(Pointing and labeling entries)
____________________

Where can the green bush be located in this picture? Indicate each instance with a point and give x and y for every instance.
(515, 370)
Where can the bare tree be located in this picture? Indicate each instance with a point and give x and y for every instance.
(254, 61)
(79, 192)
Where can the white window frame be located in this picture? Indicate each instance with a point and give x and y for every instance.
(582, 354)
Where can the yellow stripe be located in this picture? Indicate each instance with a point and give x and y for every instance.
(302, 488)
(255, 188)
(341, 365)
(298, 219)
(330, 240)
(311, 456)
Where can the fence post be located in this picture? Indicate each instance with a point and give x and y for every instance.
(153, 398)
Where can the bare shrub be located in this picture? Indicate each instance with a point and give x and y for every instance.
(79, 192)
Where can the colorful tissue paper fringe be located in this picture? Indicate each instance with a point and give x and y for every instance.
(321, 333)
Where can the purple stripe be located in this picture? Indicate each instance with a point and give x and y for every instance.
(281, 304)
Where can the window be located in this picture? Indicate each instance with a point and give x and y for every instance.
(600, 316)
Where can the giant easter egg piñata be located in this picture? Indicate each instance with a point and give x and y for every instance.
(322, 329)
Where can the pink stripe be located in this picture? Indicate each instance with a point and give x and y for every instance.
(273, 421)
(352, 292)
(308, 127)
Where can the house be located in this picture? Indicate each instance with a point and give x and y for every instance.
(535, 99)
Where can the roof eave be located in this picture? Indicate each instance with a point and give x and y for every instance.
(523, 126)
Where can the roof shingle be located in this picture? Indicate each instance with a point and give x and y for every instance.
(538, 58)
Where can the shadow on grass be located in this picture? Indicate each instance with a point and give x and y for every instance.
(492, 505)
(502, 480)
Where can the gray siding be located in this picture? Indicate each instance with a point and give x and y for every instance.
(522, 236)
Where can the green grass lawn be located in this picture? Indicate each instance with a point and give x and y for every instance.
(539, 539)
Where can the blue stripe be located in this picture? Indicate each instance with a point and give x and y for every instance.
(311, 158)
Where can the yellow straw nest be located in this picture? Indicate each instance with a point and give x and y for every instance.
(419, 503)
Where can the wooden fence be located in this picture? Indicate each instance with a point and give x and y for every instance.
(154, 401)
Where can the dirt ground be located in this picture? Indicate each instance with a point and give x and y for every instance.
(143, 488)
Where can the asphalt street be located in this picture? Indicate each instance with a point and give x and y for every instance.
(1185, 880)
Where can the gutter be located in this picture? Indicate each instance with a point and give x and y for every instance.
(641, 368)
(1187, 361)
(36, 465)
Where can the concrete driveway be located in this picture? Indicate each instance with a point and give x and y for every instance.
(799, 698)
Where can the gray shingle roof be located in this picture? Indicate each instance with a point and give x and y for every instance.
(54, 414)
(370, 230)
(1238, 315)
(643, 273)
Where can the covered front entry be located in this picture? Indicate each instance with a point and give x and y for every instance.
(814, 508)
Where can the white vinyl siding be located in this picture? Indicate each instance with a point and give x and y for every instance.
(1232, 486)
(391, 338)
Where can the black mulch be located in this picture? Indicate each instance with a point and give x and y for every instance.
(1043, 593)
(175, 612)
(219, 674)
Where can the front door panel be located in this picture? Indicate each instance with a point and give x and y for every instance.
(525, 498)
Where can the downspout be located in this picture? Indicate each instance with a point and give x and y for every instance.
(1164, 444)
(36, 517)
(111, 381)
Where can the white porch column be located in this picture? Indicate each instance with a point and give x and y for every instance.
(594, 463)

____________________

= Problem statement =
Please copy every line of the material above word for word, keeping the lines in their original order.

= Solution below =
Where can the green bush be located in this picture? Indicate each instance with a point and give x and y for every instance.
(515, 370)
Where can the bare tree be located in this picture? Indicate each instance with a point and give x and y for every instance.
(254, 61)
(79, 192)
Where can the white window frame be located in this picture? Indicate each instance with a point and give x and y for every instance.
(582, 354)
Where can the yellow stripe be located in this picture? Indicate each instance with a point and give x and y for every instance.
(302, 488)
(255, 188)
(341, 365)
(298, 219)
(330, 240)
(311, 456)
Where can the fence post be located in this picture? Indicate each instance with a point and give x and y for every instance.
(153, 398)
Where can the bare shrub be located in this picture? Indicate each instance with a point and give x and y for every instance.
(79, 192)
Where can the colorful tissue paper fringe be located in this picture? Indicate each instance with a point and give x and y for every instance.
(321, 333)
Where can the purple stripe be located in this picture? Indicate each instance with a point and give x and y for every instance.
(281, 304)
Where can the window be located in this picture? Indicate each instance with a point and give x and y for every instance.
(600, 316)
Where can the giant easter egg piñata be located in this picture? Indicate each instance with a point and give x and y for every instance.
(322, 329)
Where can the pink stripe be located in this picture? Indicate each instance with a point and give x and y for every instance.
(273, 421)
(352, 292)
(308, 127)
Where can the house be located in this picture? Indicate each instance with a point and give x and y for every instance.
(535, 99)
Where can the roof eave be located in this picture? Indicate each instance with a point and give x and y for every instance.
(523, 126)
Where can the roof shingle be located in this picture? Indicate each instance with a point and give x and y for every instance.
(538, 58)
Where can the shadow on grass be located in this picture? Indicate each instance with a point and give x and y for every instance.
(492, 505)
(502, 480)
Where can the gray siding be located in this picture? Indicate each instance with a point and give x and y for every instance.
(522, 236)
Where can the green grass lawn be located in this picture? Indicate each instance with a point and give x and y for every instance.
(539, 539)
Where can the blue stripe be located in this picture? Indicate each instance with a point and give x and y for every instance.
(311, 158)
Where can the yellow straw nest be located in this picture? Indicate each instance with a point and give x and y for every instance.
(419, 503)
Where can the wooden fence be located in this picture? Indicate each instance with a point and give x and y for every instance.
(154, 401)
Where can the dirt ground be located in this picture? Indicate each instance with a point and give x and y for every instance.
(143, 488)
Where can the asphalt street be located in this picture? Indicate each instance with a point and give x and y for every instance.
(1185, 880)
Where can the gutter be located in this picture? Indicate each instance with a point and give x and y for every instance.
(641, 368)
(1187, 361)
(36, 465)
Where can the concrete driveway be located in this picture? Indicate each instance with a point and give x and y for every instance.
(799, 698)
Where can the gray shingle roof be located in this picture? Indicate each instance with a point and give x and y for every instance.
(54, 414)
(370, 230)
(1238, 315)
(643, 273)
Where can the covered front entry be located in this picture? Indicate each instance with a point and give x and y for every instance.
(814, 508)
Where can the white vinyl siding be located in this picture? Indicate each instance with a point and give x and y for every instance.
(1232, 486)
(391, 338)
Where can the black mulch be located in this picture? Indicate each instance with a point and give x and y for every instance.
(1043, 593)
(175, 612)
(219, 674)
Where can the front door panel be located in this picture? Indicate each instance with a point and give x and y for every instance.
(525, 498)
Where can the downspout be located in this picture? Indicate each instance with a point and give x and y for every instance.
(1164, 444)
(36, 517)
(111, 381)
Where can the white porch column be located in this picture? Indicate each instance with a point and give x and y for every instance.
(594, 463)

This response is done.